**Short exercise**
Extract each line of the items below that contains the string "cloud" and copy it in full. Matching is case-sensitive.

**Recorded information**
● ● ●
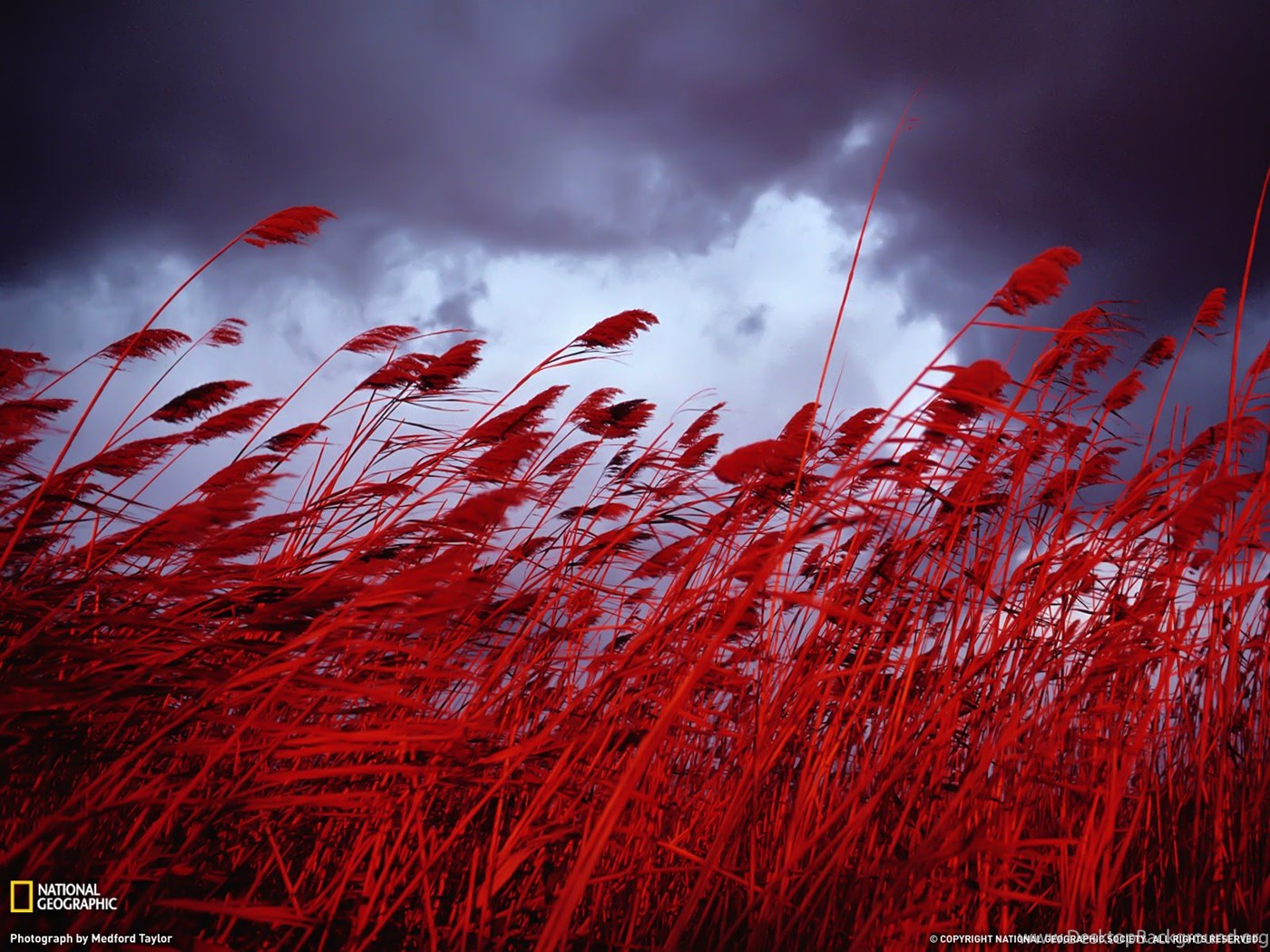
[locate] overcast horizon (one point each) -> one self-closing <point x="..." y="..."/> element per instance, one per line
● ● ●
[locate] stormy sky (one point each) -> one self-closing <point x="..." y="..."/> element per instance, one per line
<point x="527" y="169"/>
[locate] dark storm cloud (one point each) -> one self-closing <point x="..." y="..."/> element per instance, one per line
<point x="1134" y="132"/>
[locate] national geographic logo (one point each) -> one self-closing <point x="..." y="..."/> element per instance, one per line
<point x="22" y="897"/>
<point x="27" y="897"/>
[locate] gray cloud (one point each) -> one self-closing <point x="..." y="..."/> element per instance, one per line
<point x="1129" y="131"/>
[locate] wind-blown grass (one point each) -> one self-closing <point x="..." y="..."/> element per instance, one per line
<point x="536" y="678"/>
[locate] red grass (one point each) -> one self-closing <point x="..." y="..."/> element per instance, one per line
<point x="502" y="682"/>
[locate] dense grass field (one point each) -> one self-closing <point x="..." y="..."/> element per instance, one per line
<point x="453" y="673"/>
● ● ●
**Reply**
[locate] dark storm cloud (one point each) -> one self-closing <point x="..." y="..."/> element per instance, one per line
[locate] gray cloud (one point each) -> one self-closing <point x="..." y="..."/> element per instance, one per line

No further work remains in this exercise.